TEXT PROVIDED |
+ + + + + + +
Substituting Expression (3) into Expression (5) yields Expression (6) representing the corrected luminances Rcomp, Gcomp, and Bcomp of the first LEDs 1a in RGB colors. As given by Expression (6), the corrected luminances Rcomp, Gcomp, and Bcomp of the first LEDs 1a in RGB colors become equal to the initial luminances R0, G0, and B0 of the first LEDs 1a in RGB colors.

$\begin{array}{cc}\begin{array}{c}\mathrm{Rcomp}=R0\\ \mathrm{Gcomp}=G0\\ \mathrm{Bcomp}=B0\end{array}\}& \left(6\right)\end{array}$

<Conclusion of Second Preferred Embodiment>

Although the initial luminances are low, the second preferred embodiment has an advantage in the constant luminances before and after the correction. The luminances of the first LEDs 1a can be corrected by changing the duty ratio of the pulse width as in the first preferred embodiment. As described above, the luminances of the first LEDs 1a that have undergone the luminance decrease are corrected to be equal to the initial luminance, so that the luminances of all of the first LEDs 1a can be adjusted to be equal to the initial luminance. Even if the luminances of the first LEDs 1a decrease over time, the luminance of the first LED display 1 can be kept constant.

The above-mentioned control for keeping the luminances constant may be applied to the configuration capable of providing a multiscreen display through the use of a plurality of LED panels such that the luminances of the individual LED panels can be kept constant. The luminance of the multiscreen as a whole can be kept constant as in the above description accordingly.

As described above, the output from the video signal processor 4 undergoes the luminance correction for the first LEDs 1a. It is only required that the duty ratio of the first drive signal for the first LEDs 1a, the drive current, or the driving of the first LED display 1 be corrected in the processing, and thus the target of the luminance correction is not limited to the output from the video signal processor 4.

Third Preferred Embodiment

FIGS. 7A and 7B are block diagrams illustrating a configuration of an LED display apparatus according to a third preferred embodiment of the present invention. The constituent components of the LED display apparatus according to the third preferred embodiment that are identical to or similar to the LED display apparatus according to the first preferred embodiment are denoted by the same reference signs. The following description will be given on the distinctive constituent components. The LED display apparatus 100 illustrated in FIG. 7A includes a plurality of second LED displays 2 (second LED displays 201, 202, 203, and 204). The hardware of the individual constituent component is similar to the hardware in FIG. 2 described in the first preferred embodiment. The plurality of second LED displays 2 are, for example, LED display panels.

The outline of the individual constituent components of the LED display apparatus 100 in FIGS. 7A and 7B will be described, and then some of the constituent components will be described in detail.

<Outline>

The plurality of second LED displays 2 perform display to measure (predict) luminance transitions of the first LED display 1. For example, the luminance transitions refer to the luminance maintenance rate representing the current luminance, with 100% indicating the initial luminance or refer to the luminance decrease rate (=100%−luminance maintenance rate) being the reverse of the luminance maintenance rate. The following description will be given assuming that the luminance transitions refer to the luminance decrease rate.
+ + + + + + +
RECORDS |

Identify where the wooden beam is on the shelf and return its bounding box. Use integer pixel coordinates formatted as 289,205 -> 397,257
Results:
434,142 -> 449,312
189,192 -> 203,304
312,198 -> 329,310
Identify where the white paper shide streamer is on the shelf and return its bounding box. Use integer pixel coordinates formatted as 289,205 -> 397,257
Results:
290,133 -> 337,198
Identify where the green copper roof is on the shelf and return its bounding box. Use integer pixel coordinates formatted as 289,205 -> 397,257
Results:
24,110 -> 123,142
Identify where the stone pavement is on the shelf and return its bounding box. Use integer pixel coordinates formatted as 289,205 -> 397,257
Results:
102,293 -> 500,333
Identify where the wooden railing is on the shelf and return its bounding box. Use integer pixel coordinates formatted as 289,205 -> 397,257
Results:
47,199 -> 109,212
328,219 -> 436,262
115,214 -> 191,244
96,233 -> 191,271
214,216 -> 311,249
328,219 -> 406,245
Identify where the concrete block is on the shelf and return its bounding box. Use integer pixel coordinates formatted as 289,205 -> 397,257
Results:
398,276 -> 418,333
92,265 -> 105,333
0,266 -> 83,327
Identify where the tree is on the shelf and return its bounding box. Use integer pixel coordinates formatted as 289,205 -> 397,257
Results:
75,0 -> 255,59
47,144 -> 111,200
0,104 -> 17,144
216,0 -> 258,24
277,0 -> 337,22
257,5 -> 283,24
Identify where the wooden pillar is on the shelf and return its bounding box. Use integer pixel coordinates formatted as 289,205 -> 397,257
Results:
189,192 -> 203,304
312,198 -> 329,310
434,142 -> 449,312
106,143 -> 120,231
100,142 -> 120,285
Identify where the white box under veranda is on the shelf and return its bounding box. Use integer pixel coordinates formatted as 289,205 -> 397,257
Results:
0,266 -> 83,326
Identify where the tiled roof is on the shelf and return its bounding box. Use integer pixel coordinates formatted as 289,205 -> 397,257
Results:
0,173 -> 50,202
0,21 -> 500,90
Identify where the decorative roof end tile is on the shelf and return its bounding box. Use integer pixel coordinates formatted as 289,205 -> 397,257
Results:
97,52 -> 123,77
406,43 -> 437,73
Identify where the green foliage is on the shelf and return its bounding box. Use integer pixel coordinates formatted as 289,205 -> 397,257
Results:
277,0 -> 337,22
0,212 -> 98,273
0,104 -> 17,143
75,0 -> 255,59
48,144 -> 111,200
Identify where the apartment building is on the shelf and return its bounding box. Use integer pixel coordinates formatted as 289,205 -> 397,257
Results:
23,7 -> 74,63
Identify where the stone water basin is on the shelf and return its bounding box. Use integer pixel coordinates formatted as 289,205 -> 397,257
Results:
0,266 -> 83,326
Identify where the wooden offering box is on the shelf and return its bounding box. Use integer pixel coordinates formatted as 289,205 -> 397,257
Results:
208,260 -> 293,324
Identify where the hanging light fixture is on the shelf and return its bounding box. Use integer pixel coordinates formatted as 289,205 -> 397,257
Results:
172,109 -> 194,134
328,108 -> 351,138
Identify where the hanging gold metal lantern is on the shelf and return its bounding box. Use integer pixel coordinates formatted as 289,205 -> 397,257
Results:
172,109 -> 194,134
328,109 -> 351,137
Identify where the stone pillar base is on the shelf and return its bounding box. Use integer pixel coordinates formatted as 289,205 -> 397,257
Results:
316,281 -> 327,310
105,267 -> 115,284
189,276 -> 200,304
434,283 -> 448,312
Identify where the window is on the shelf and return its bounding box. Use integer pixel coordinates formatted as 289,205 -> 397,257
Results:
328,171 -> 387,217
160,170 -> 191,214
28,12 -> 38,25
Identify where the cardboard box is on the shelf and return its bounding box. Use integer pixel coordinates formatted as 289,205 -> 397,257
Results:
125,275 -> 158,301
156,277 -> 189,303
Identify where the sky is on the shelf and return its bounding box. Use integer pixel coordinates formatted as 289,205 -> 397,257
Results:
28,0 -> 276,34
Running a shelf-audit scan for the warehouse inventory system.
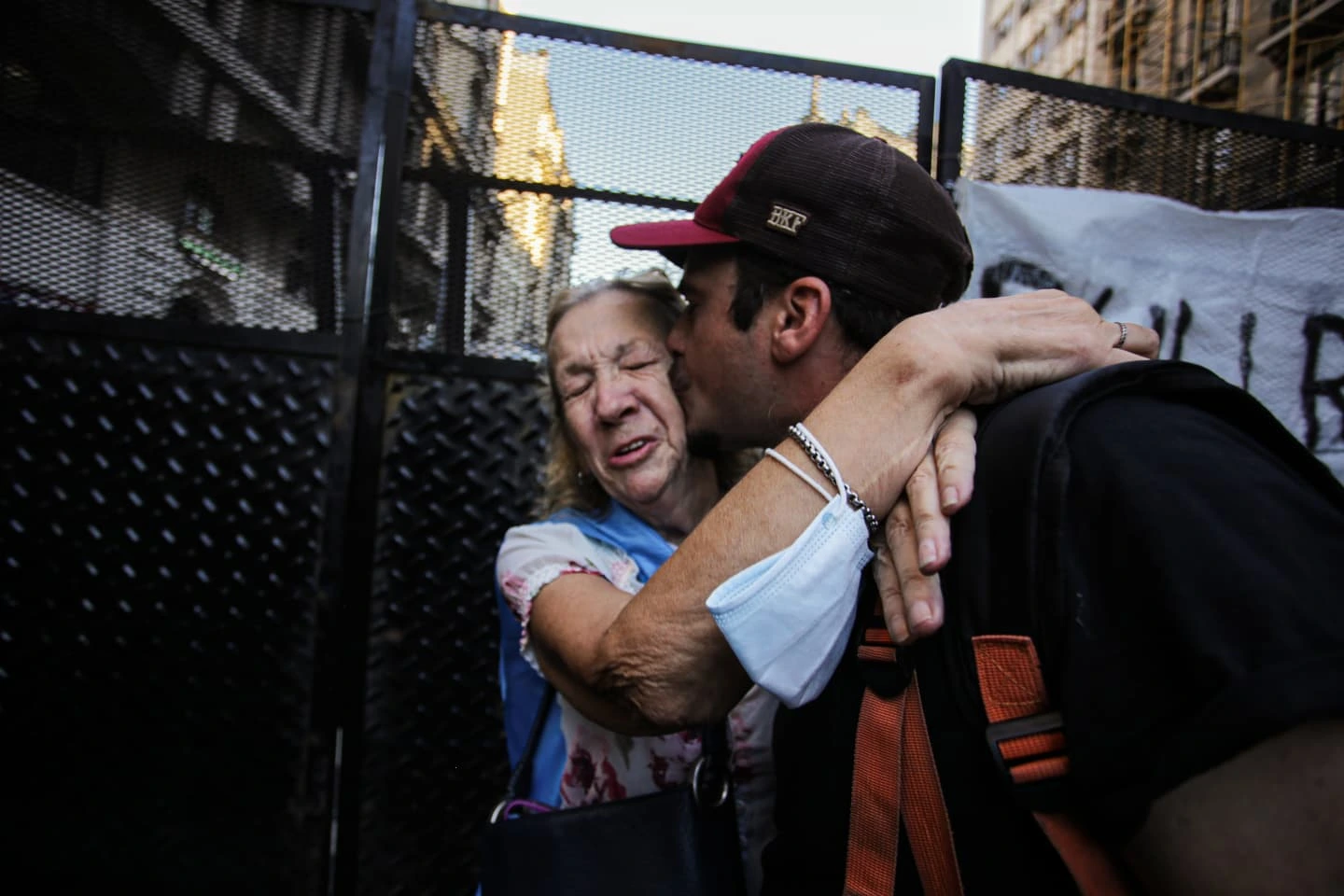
+ + + + + + +
DIRECTIONS |
1. In the passage on LED display luminance correction, how is the luminance decrease rate defined?
2. Transcribe the portion of the passage on LED display luminance correction between "The outline of" and "luminance decrease rate.", inclusive.
3. Pick up the passage on LED display luminance correction after its final sentence and continue writing it.

SET OF ANSWERS |
1. The luminance decrease rate equals 100% minus the luminance maintenance rate.

2.
The outline of the individual constituent components of the LED display apparatus 100 in FIGS. 7A and 7B will be described, and then some of the constituent components will be described in detail.

<Outline>

The plurality of second LED displays 2 perform display to measure (predict) luminance transitions of the first LED display 1. For example, the luminance transitions refer to the luminance maintenance rate representing the current luminance, with 100% indicating the initial luminance or refer to the luminance decrease rate (=100%−luminance maintenance rate) being the reverse of the luminance maintenance rate. The following description will be given assuming that the luminance transitions refer to the luminance decrease rate.

3.
The plurality of second LED displays 2 each include a plurality of second LEDs 2a and are driven in accordance with a plurality of second drive signals (in other words, display patterns, drive patterns, and drive data) from the second driver 9 that are different from one another, so that the flashing of the individual second LEDs 2a is controlled.

The second LEDs 2a of the individual second LED display 2 have a luminance decrease rate equivalent to the luminance decrease rate of the first LEDs 1a of the first LED display 1. This means that the luminance decrease rate of the second LEDs 2a is equal to the luminance decrease rate of the first LEDs 1a or is close enough to be equated to the luminance decrease rate of the first LEDs 1a. If the first LEDs 1a and the second LEDs 2a are LEDs of the same production lot or they have the same BIN code for classifying LEDs in accordance with, for example, the luminance and the wavelength, the characteristics of the first LEDs 1a such as the luminance and the wavelength agree with the characteristics of the second LEDs 2a. Consequently, the luminance decrease rate of the first LEDs 1a and the luminance decrease rate of the second LEDs 2a become equivalent.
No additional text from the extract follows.